# [THE PROBLEM]
Write out the material below again with every "locate" switched to "find" and nothing else changed. Leave the pictures out of your answer.

— Start of GIVEN RECORDS —

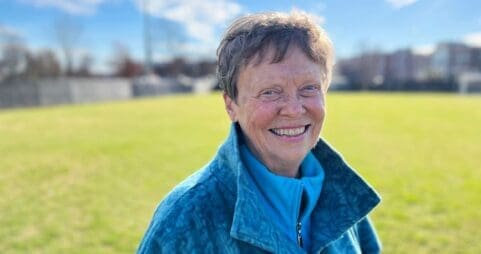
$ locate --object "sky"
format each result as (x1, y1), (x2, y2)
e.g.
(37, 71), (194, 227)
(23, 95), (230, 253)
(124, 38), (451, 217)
(0, 0), (481, 71)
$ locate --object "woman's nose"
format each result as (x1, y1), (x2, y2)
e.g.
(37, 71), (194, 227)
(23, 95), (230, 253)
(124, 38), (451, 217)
(280, 96), (306, 117)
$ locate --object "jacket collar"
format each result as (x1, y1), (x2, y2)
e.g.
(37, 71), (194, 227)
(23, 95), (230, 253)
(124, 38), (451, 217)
(213, 123), (380, 253)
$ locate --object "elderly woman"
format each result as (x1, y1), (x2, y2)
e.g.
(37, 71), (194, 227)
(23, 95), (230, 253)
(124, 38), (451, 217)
(138, 10), (380, 253)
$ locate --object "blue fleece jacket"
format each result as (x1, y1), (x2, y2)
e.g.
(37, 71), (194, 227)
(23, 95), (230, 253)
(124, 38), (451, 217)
(138, 124), (381, 254)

— End of GIVEN RECORDS —

# [OUTPUT OF THE TASK]
$ find --object "sky"
format each result as (x1, y1), (x2, y2)
e.g.
(37, 71), (194, 227)
(23, 95), (230, 253)
(124, 38), (451, 217)
(0, 0), (481, 71)
$ find --object "woman's nose"
format each result as (x1, y1), (x2, y2)
e.g.
(37, 71), (194, 227)
(23, 95), (230, 253)
(124, 38), (451, 217)
(280, 96), (306, 117)
$ find --object "jacket collar"
format each result as (x1, y1), (x2, y2)
e.g.
(37, 71), (194, 227)
(23, 95), (230, 253)
(124, 38), (451, 217)
(213, 123), (380, 253)
$ find --object "elderly woman"
format each result as (x1, y1), (x2, y2)
e.g.
(37, 71), (194, 227)
(23, 95), (230, 253)
(124, 38), (451, 217)
(138, 10), (380, 253)
$ find --object "blue fleece jacket"
format each result as (x1, y1), (x2, y2)
e.g.
(37, 71), (194, 227)
(23, 95), (230, 253)
(124, 38), (451, 217)
(138, 124), (381, 254)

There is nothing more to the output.